**Text segment:**
┄┄┄┄┄┄┄┄┄┄┄┄┄┄┄┄┄┄┄┄

In the past, a GP’s surgery in a village such as Bansha would have attracted a rural practice allowance worth €20,712. Following the cuts, this fell to €16,212. Now, the allowance is no longer on offer to a replacement for Dr Madigan.

Andrew O’Halloran says he had organised the public meeting after he had heard the village could lose their full-time GP. “We’re looking for a doctor in that surgery full time. With the support of the community we can keep it open.”

The practice has about 500 medical card holders and 1,500 private patients on its books. Moving elsewhere in search of a GP is not practicable, speakers say, as doctors in nearby towns are “full up”.

Bansha lost its post office recently. A local pub and the funeral home went, too. Losing its GP would take the “heart” from the village, O’Halloran says Six other villages in Tipperary face similar problems in coming months.

Minister of State for Agriculture Tom Hayes tries to offer reassurance. “The rural practice allowance is a discretionary allowance. It is at the discretion of the HSE. It can be negotiated. Over my dead body will this practice close here in Bansha.” A local committee needs to be set up, he says, to negotiate with the HSE in coming days.

┄┄┄┄┄┄┄┄┄┄┄┄┄┄┄┄┄┄┄┄

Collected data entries
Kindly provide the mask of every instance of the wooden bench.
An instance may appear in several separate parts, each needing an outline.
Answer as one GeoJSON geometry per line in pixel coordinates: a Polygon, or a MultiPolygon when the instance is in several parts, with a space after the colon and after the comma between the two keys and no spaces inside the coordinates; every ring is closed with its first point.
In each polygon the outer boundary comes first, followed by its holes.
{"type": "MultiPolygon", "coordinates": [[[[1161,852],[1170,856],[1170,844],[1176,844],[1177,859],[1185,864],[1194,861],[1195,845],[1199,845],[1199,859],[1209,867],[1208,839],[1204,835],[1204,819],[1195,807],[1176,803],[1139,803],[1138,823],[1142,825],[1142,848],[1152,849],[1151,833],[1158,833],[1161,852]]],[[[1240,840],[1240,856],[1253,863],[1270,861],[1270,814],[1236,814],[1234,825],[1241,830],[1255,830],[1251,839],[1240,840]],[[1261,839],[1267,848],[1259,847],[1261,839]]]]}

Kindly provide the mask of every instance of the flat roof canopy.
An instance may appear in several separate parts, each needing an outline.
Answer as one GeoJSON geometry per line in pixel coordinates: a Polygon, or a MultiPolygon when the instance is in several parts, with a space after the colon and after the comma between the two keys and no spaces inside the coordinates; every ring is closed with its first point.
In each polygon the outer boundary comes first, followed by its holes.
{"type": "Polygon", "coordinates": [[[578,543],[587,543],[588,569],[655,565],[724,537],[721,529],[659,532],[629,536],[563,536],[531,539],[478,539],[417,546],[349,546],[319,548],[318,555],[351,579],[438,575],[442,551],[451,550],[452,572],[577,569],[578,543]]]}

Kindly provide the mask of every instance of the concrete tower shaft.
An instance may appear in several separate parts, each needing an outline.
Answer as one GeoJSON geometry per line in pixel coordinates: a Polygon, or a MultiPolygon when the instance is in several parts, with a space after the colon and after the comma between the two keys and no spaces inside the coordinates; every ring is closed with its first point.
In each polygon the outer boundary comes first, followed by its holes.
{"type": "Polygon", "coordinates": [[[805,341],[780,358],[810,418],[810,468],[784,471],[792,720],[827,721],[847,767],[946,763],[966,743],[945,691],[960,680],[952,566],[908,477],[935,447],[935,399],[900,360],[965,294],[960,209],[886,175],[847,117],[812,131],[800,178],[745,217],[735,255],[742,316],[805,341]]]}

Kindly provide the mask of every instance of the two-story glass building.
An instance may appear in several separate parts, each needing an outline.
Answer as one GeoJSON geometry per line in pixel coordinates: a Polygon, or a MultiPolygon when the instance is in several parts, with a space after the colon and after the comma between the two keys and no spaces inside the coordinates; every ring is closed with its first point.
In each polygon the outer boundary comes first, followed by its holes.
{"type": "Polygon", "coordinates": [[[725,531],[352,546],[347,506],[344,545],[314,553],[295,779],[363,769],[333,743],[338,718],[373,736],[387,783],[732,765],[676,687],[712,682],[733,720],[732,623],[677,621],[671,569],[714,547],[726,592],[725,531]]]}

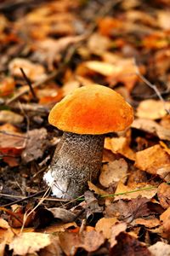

┄┄┄┄┄┄┄┄┄┄┄┄┄┄┄┄┄┄┄┄

**Prompt:** Carry on the article about the threatened GP surgery in Bansha, beginning right after its final sentence. The entries are not required for anything here.

**Result of the exercise:**
The GP position would be advertised again in the near future. Immediately, representatives were chosen from among the attendance.

Independent TD Michael Lowry warns that the new HSE rules are “so restrictive that no place” in rural Ireland will qualify. “The reaction that I got from them was that, ‘Yes, we want to keep the doctor in Bansha, [but] we’re now worried if we change the criteria to suit Bansha that we’re setting a precedent and we open the floodgates for the rest of rural Ireland’.”

Questioned about Bansha, the HSE says it is “very much aware” of the pending vacancy, but points out that GP numbers in Ireland are increasing, not falling. In 2009, it had contracts with 2,000 of them. Today, the number is more than 2,400.

Rural Practice Allowance guidelines for remote rural areas such as Bansha have been reviewed, it accepts, but the new rules do not affect existing holders of the allowance, the HSE tells The Irish Times. The purpose of the new guidance is to ensure consistency, transparency and fairness in decision-making in respect of the relevant discretionary provisions of the GMS [General Medical Services] contract.”

On November 1st, there were 20 GP vacancies nationally, it says. Eight of them are in rural locations with populations of fewer than 1,500, including in Sligo, Mayo, Wexford, Clare, Galway and Tipperary.

“Each of these lists has either a locum GP or neighbouring GP who has taken over the list and is providing the full range of GP services to patients,” a HSE spokesman adds, emphasising that the HSE is in talks with the IMO.

However, the HSE’s assurances about GP numbers is not accepted by Chris Goodey, the chief executive of the National Association of General Practitioners (NAGP), who says that 915 GPs are expected to retire or emigrate in the next three to five years.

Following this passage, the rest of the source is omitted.